YOUR TASK: Please set out the lines as a Markdown table with the columns Row and Line, numbering each row and skipping blank lines. Start at the line that contains "[indicate] tree foliage" and end at the line that contains "Query: yellow dump bed", including both.

MATERIAL FOR THIS TASK:
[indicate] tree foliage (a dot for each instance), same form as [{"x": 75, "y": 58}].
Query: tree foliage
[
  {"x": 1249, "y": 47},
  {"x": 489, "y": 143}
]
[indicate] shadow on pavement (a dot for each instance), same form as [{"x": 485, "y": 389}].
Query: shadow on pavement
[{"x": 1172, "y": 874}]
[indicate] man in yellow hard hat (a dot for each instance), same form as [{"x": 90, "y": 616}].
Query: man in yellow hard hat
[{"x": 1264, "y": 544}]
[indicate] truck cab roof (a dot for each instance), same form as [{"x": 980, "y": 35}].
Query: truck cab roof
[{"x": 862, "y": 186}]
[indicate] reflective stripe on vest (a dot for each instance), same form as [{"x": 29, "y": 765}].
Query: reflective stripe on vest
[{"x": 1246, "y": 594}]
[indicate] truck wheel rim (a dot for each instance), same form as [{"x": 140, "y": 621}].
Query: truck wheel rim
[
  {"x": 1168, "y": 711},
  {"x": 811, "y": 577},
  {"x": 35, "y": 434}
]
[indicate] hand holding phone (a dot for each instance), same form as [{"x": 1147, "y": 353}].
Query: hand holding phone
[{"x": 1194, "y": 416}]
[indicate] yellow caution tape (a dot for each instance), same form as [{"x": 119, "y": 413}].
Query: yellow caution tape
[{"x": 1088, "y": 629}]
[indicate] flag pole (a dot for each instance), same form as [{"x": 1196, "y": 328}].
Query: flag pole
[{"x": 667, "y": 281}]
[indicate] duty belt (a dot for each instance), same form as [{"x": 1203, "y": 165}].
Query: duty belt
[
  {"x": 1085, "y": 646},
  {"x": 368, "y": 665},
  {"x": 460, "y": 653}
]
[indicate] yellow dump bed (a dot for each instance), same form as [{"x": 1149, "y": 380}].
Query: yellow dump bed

--

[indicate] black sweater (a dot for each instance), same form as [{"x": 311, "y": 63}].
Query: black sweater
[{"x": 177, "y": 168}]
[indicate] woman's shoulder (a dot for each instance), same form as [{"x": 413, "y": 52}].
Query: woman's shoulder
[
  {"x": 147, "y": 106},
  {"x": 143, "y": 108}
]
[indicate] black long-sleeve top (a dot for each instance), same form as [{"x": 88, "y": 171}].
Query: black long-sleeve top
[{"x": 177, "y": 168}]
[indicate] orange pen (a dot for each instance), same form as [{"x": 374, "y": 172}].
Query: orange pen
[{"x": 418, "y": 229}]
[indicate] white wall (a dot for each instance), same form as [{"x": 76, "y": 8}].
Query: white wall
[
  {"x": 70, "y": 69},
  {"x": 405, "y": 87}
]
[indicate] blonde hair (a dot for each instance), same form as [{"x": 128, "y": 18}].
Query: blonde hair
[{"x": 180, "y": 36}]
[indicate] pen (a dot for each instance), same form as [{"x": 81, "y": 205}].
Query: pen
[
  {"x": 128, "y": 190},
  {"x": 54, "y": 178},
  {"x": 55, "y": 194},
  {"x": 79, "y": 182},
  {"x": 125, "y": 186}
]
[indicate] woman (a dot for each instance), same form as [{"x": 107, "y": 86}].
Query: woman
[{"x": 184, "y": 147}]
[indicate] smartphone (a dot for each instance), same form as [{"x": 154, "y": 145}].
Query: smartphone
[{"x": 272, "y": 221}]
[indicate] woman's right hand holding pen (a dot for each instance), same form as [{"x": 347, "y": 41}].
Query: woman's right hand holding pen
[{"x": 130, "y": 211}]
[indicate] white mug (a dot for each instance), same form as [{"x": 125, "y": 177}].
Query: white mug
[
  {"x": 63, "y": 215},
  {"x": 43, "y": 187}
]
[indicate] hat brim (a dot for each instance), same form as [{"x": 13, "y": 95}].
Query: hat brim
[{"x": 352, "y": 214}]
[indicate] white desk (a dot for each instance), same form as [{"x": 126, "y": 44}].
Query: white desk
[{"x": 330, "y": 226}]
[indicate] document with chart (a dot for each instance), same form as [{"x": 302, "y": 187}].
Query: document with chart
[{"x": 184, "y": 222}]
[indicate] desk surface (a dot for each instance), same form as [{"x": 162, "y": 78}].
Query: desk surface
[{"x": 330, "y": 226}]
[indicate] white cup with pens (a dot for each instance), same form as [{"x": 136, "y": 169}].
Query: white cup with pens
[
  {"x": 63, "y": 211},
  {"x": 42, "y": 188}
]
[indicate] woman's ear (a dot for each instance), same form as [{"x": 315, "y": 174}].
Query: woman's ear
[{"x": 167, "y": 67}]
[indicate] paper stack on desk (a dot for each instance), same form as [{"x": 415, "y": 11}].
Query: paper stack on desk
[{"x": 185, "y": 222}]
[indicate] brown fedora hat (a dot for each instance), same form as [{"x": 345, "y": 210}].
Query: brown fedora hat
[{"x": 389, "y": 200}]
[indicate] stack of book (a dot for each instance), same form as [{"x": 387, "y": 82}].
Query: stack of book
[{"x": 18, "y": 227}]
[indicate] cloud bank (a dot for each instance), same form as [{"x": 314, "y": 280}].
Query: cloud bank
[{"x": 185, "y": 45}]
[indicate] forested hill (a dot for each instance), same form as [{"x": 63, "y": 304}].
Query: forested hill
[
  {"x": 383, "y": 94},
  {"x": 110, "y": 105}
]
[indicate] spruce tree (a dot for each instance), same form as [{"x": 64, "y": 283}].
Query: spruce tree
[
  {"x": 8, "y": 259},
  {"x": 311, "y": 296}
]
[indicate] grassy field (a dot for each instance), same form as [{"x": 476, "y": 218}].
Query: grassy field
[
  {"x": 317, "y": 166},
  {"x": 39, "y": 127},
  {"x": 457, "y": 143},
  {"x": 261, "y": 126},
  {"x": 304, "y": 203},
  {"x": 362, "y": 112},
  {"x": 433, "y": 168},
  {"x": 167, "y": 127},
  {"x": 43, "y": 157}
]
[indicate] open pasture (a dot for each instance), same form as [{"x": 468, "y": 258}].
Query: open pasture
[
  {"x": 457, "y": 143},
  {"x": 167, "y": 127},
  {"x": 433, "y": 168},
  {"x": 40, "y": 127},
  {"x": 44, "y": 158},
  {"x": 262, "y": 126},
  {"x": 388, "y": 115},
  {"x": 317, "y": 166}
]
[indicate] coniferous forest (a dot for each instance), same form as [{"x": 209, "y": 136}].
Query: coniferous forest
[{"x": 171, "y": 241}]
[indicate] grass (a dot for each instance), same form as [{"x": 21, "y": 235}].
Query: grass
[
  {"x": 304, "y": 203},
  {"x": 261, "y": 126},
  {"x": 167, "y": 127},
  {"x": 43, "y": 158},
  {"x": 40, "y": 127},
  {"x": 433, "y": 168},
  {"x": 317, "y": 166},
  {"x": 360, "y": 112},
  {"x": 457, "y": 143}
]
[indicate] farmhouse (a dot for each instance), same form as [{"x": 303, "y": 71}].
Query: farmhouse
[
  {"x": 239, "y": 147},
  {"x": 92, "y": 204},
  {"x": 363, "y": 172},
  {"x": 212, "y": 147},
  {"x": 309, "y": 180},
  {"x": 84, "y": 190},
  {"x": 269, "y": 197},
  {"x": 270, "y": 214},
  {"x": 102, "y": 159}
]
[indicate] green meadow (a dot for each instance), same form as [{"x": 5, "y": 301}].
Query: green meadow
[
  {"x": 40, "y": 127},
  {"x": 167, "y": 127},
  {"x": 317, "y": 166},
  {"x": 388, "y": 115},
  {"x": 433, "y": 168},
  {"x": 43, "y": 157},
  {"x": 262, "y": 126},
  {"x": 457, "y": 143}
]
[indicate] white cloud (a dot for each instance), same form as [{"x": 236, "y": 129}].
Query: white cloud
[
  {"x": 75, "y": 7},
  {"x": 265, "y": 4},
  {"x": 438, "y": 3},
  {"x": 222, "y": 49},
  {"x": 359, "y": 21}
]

TASK ANSWER:
| Row | Line |
|---|---|
| 1 | [indicate] tree foliage (a dot for each instance), same form as [{"x": 75, "y": 58}]. |
| 2 | Query: tree foliage |
| 3 | [ |
| 4 |   {"x": 1249, "y": 47}, |
| 5 |   {"x": 489, "y": 143} |
| 6 | ] |
| 7 | [indicate] shadow on pavement (a dot for each instance), same form as [{"x": 485, "y": 389}]. |
| 8 | Query: shadow on pavement |
| 9 | [{"x": 1172, "y": 874}] |
| 10 | [indicate] man in yellow hard hat (a dot for each instance), same form as [{"x": 90, "y": 616}]. |
| 11 | Query: man in yellow hard hat |
| 12 | [{"x": 1264, "y": 544}] |
| 13 | [indicate] truck cab roof (a dot for each instance), same form as [{"x": 980, "y": 35}]. |
| 14 | Query: truck cab roof |
| 15 | [{"x": 862, "y": 186}] |
| 16 | [indicate] reflective stripe on vest (a dot for each instance), same form as [{"x": 29, "y": 765}]. |
| 17 | Query: reflective stripe on vest |
| 18 | [{"x": 1246, "y": 594}] |
| 19 | [indicate] truck wheel rim (a dot for each instance), same form as [{"x": 140, "y": 621}]. |
| 20 | Query: truck wheel rim |
| 21 | [ |
| 22 |   {"x": 1168, "y": 711}, |
| 23 |   {"x": 811, "y": 577}, |
| 24 |   {"x": 35, "y": 434} |
| 25 | ] |
| 26 | [indicate] hand holding phone (a dot for each instance), same form as [{"x": 1147, "y": 353}]. |
| 27 | Query: hand holding phone |
| 28 | [{"x": 1194, "y": 416}] |
| 29 | [indicate] yellow caution tape (a dot for each instance), same form as [{"x": 119, "y": 413}]. |
| 30 | Query: yellow caution tape |
| 31 | [{"x": 1088, "y": 629}] |
| 32 | [indicate] flag pole (a dot for each instance), same form as [{"x": 1196, "y": 328}]. |
| 33 | Query: flag pole |
| 34 | [{"x": 667, "y": 281}] |
| 35 | [indicate] duty belt (a dot for each instance), same form as [{"x": 1203, "y": 165}]. |
| 36 | Query: duty belt |
| 37 | [ |
| 38 |   {"x": 1085, "y": 646}, |
| 39 |   {"x": 368, "y": 665}, |
| 40 |   {"x": 460, "y": 653} |
| 41 | ] |
| 42 | [indicate] yellow dump bed (a dot for each instance), same form as [{"x": 1149, "y": 380}]. |
| 43 | Query: yellow dump bed |